----- Data

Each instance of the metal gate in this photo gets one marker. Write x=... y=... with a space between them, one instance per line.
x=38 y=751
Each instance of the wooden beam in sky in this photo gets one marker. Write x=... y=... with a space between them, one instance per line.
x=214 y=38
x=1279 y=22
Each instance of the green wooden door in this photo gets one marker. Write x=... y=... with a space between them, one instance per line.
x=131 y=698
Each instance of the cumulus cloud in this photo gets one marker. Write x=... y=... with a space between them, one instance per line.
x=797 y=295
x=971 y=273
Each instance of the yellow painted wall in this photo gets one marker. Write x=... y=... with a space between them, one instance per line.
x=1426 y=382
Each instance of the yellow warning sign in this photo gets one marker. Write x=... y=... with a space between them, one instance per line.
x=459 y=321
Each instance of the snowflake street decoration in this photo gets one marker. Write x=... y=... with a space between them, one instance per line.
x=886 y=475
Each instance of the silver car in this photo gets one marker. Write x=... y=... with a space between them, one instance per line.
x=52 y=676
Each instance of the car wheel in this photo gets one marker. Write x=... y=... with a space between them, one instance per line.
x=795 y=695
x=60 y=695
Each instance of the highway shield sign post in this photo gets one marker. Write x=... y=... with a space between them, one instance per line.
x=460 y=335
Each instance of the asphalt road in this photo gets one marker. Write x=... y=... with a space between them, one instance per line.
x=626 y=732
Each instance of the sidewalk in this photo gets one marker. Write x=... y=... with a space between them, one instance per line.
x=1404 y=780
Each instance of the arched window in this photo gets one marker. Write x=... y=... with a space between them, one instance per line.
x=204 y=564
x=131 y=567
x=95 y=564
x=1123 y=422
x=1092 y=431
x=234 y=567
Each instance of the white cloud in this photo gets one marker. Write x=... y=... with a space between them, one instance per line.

----------

*Aim of the exercise*.
Could you print, exactly and with nothing else, the lines from the one containing "Each instance of the sidewalk" through the last line of the records above?

*Answer to the problem*.
Each instance of the sidewalk in this photo gets one marker. Write x=... y=... with a space between them, one instance per line.
x=1404 y=780
Each instance of the arched window in this photo gets one marker. Write x=... y=... with a space between them, one instance per line.
x=204 y=564
x=131 y=567
x=95 y=564
x=1123 y=422
x=1092 y=431
x=234 y=567
Each instance of the white cloud in this photo gets one marker. Write x=... y=... with a space between them, one instance per line.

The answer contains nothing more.